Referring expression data

[Start of section]

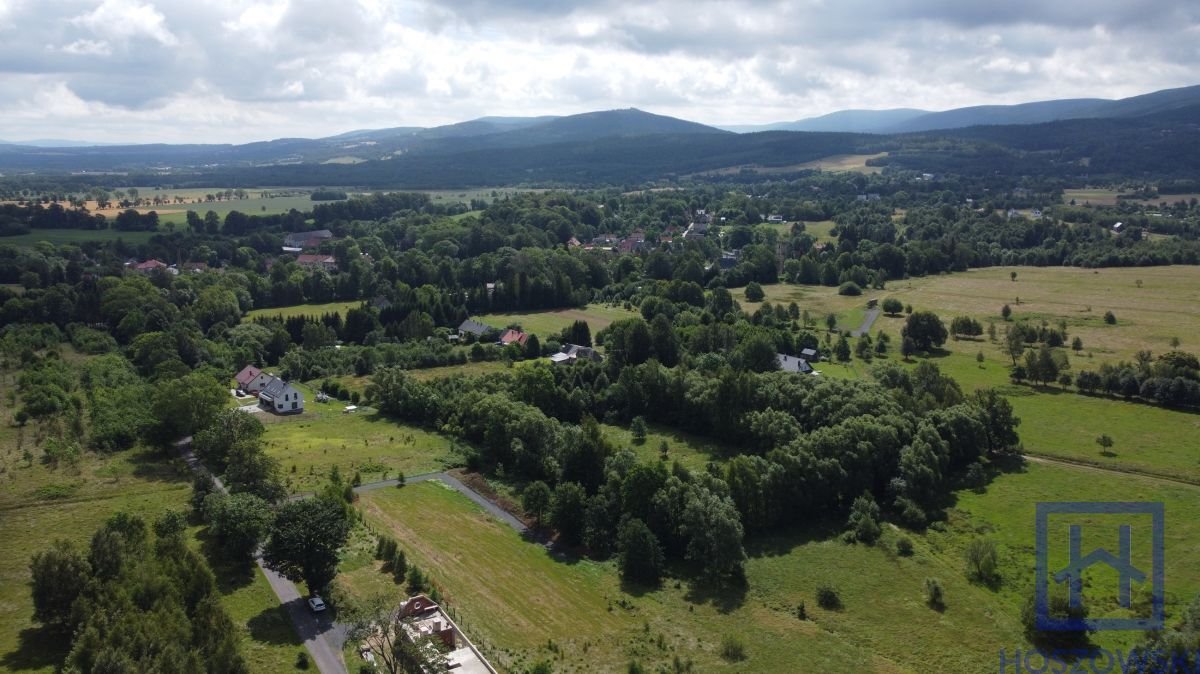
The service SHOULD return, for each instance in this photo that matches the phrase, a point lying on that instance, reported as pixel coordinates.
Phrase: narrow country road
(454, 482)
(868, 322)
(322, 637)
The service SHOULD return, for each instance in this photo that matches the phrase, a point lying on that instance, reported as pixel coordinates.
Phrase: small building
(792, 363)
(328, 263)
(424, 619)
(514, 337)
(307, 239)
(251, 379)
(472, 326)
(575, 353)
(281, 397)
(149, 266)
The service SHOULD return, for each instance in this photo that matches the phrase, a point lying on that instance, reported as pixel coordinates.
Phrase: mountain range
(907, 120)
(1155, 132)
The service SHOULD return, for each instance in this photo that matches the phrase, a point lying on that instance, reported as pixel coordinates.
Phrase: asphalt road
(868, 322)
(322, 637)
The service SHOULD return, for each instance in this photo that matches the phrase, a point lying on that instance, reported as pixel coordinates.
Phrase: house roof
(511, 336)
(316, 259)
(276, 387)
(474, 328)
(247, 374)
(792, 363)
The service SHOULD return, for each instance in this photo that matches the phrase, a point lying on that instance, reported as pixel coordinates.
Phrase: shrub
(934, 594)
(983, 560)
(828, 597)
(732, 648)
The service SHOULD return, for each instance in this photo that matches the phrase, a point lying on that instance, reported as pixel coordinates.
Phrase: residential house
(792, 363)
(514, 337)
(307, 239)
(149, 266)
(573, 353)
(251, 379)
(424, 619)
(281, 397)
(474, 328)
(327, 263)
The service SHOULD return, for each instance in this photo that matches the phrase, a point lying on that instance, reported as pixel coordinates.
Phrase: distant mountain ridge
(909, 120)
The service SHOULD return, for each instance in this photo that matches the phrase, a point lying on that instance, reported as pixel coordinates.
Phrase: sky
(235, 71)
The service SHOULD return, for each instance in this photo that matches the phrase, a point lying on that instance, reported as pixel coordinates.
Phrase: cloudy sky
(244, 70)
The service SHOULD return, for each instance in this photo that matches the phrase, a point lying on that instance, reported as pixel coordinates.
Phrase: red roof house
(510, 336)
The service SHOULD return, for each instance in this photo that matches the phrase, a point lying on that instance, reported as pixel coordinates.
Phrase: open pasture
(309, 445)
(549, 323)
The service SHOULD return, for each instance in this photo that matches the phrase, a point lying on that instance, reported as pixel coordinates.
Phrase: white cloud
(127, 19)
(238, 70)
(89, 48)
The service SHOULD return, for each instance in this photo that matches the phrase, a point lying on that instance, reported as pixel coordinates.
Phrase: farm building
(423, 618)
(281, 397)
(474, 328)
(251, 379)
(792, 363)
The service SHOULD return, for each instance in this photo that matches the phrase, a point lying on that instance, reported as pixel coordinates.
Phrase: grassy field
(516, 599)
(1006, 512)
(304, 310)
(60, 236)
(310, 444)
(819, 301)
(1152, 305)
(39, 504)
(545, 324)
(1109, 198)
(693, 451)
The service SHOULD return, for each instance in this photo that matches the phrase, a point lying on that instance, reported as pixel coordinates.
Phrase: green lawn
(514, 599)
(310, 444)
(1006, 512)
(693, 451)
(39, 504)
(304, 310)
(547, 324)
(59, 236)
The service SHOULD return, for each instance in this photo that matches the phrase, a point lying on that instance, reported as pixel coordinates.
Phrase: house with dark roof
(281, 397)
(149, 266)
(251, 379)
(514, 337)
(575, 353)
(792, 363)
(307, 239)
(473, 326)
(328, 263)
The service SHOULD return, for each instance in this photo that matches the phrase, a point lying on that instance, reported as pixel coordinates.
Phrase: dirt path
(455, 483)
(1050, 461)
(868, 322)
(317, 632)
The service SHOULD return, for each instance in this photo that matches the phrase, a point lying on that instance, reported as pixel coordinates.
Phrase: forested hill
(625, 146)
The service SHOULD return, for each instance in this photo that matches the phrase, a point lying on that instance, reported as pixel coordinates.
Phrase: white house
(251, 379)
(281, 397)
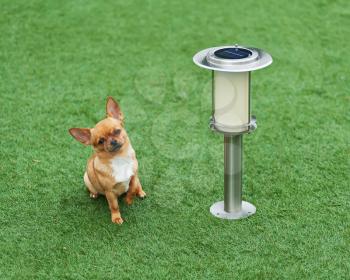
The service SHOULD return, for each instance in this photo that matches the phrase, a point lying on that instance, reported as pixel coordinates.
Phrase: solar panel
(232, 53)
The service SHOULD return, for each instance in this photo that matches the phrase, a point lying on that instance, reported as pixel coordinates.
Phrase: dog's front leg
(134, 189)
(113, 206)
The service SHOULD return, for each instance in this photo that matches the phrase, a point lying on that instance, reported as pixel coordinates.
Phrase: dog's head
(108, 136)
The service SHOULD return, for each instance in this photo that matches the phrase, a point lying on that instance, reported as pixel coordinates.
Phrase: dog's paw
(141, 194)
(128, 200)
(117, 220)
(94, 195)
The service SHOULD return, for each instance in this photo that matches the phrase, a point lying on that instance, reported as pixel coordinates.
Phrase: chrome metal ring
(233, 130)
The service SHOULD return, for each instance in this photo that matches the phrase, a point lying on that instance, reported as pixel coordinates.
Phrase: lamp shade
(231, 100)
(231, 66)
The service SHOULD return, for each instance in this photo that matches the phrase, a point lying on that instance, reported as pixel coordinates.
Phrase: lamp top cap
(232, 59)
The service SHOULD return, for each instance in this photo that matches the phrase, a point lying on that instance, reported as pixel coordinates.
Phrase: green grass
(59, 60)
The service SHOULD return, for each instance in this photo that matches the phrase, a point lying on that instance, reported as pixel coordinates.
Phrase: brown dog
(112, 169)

[End of section]

Hand back the records above exactly, leaving out every picture.

▸ EXPECTED OUTPUT:
The service SHOULD return, for each instance in this photo that matches the phrase, a point lying on that instance, reported as pixel coordinates.
Phrase: narrow country road
(454, 482)
(868, 322)
(322, 637)
The service SHOULD return, for each instance in this photo that matches the phrase, a point lying on that instance, reported as pixel coordinates.
Phrase: small building
(792, 363)
(328, 263)
(424, 619)
(514, 337)
(307, 239)
(251, 379)
(472, 326)
(575, 353)
(281, 397)
(149, 266)
The service SHOULD return, for each instance in this photo that matches the phrase, a point lying on that instance, reported as pixel coordinates.
Phrase: mountain range
(907, 120)
(1155, 132)
The service SHOULD return, for each instance in this photo that matches the phrase, a point lying on that instance, reported as pixel coordinates.
Phrase: asphalt road
(868, 322)
(322, 637)
The service SHOULD return, for each instance in this photo that matches the phrase, a point lying on that instance, reported as pixel coordinates.
Phrase: house roof
(511, 336)
(316, 259)
(276, 387)
(474, 328)
(247, 374)
(792, 363)
The service SHOULD return, for each instance in this photo that matches the phrase, a point lying on that instance, reported as pixel coordinates.
Phrase: shrub
(934, 594)
(983, 560)
(828, 597)
(732, 648)
The service SHOULD return, for each instance in this photo that matches the phrase, a point lying on that instance, reported as pixel coordinates.
Phrase: residential house
(792, 363)
(514, 337)
(307, 239)
(149, 266)
(573, 353)
(251, 379)
(424, 619)
(281, 397)
(474, 328)
(327, 263)
The service SHOULD return, for each instance in this photo that matches the phrase, a point lying on that instance, reported as pixel coordinates.
Phrase: distant mountain ridge
(909, 120)
The service SHOULD return, for each instance in this photo that matches the phrase, a point lying on that instance, reported as pixel coordinates.
Phrase: sky
(235, 71)
The service SHOULD return, for each instance in this photo that matches the phrase, a point lying on that instance, reported as pixel coordinates.
Phrase: cloudy sky
(244, 70)
The service SHOULD return, for each instance in this photo that matches the phrase, a point lying on that instance, reported as pixel coordinates.
Phrase: red roof house
(510, 336)
The service SHOULD return, for each instance in this photo that matches the phrase, a point lying on that instance, reported as pixel coordinates.
Phrase: open pasture
(309, 445)
(549, 323)
The service SHOULD return, for each instance in this photo that matches the phrase, a point lying on that instance, reported as pixel coordinates.
Phrase: white cloud
(127, 19)
(238, 70)
(89, 48)
The service SHOULD return, for each instance in this photo that matches the phrase, a point lying on that instance, reported as pixel coordinates.
Phrase: farm building
(423, 618)
(281, 397)
(474, 328)
(251, 379)
(792, 363)
The service SHOULD return, for each instance in this photo that matches the phrase, a point lying on that instance, reported as pixel coordinates.
Phrase: grassy field
(516, 599)
(1006, 512)
(304, 310)
(60, 236)
(310, 444)
(819, 301)
(1152, 305)
(39, 504)
(545, 324)
(1109, 198)
(693, 451)
The service SHOULD return, for each instance in this photo that matches the phrase, a point lying on that instance, reported as pixel coordinates.
Phrase: green lawn
(514, 599)
(310, 444)
(1006, 512)
(693, 451)
(39, 504)
(304, 310)
(547, 324)
(59, 236)
The service SHOULD return, for each instance in this photo that matches the phrase, a point lying on that instance, reported as pixel coordinates.
Phrase: house with dark roof
(281, 397)
(149, 266)
(251, 379)
(514, 337)
(575, 353)
(792, 363)
(307, 239)
(473, 326)
(328, 263)
The service SHOULD return, for each instance in this photo that matches the phrase, a point lying on that instance, reported as pixel coordinates.
Phrase: dirt path
(455, 483)
(1050, 461)
(868, 322)
(317, 632)
The service SHOULD return, for each instance in this photo that matches the phrase, a point lying on that instance, reported as pixel coordinates.
Phrase: forested hill
(625, 146)
The service SHOULD return, for each instance in this photo that matches the phrase, a point lying on that instance, reported as pixel coordinates.
Phrase: white house
(251, 379)
(281, 397)
The service SHOULD return, for each instance in this photo that matches the phrase, a point lying on that instance, reported as pixel coordinates.
Phrase: solar panel
(232, 53)
The service SHOULD return, for each instance in this photo that matches the phrase, a point lying on that instance, reported as pixel coordinates.
Phrase: dog's front leg
(134, 189)
(113, 206)
The service SHOULD return, for each instance in this photo that matches the phrase, a point lying on that instance, reported as pixel coordinates.
Phrase: dog's head
(108, 136)
The service SHOULD return, for each instance in this photo that matches the phrase, a point lying on that instance, reported as pixel coordinates.
Phrase: dog's paw
(141, 194)
(128, 200)
(117, 220)
(94, 195)
The service SHOULD return, for each instance in this photo that matches the phrase, a point lying on that instance, reported as pixel coordinates.
Phrase: chrome metal ring
(233, 130)
The service SHOULD return, for each instance in this photo that matches the phrase, a point lying on that instance, reported as pixel coordinates.
Phrase: lamp shade
(231, 100)
(231, 66)
The service SHOULD return, for each instance in this photo that matches the phrase, a point lying on that instance, reported as pixel coordinates.
Phrase: lamp top cap
(232, 59)
The service SHOULD return, for each instance in this photo that matches the phrase, a point lying on that instance, reported as pixel coordinates.
Phrase: green grass
(59, 60)
The service SHOULD return, for each instance in this photo that matches the phrase, a point lying on that instance, reported as pixel coordinates.
Phrase: brown dog
(112, 169)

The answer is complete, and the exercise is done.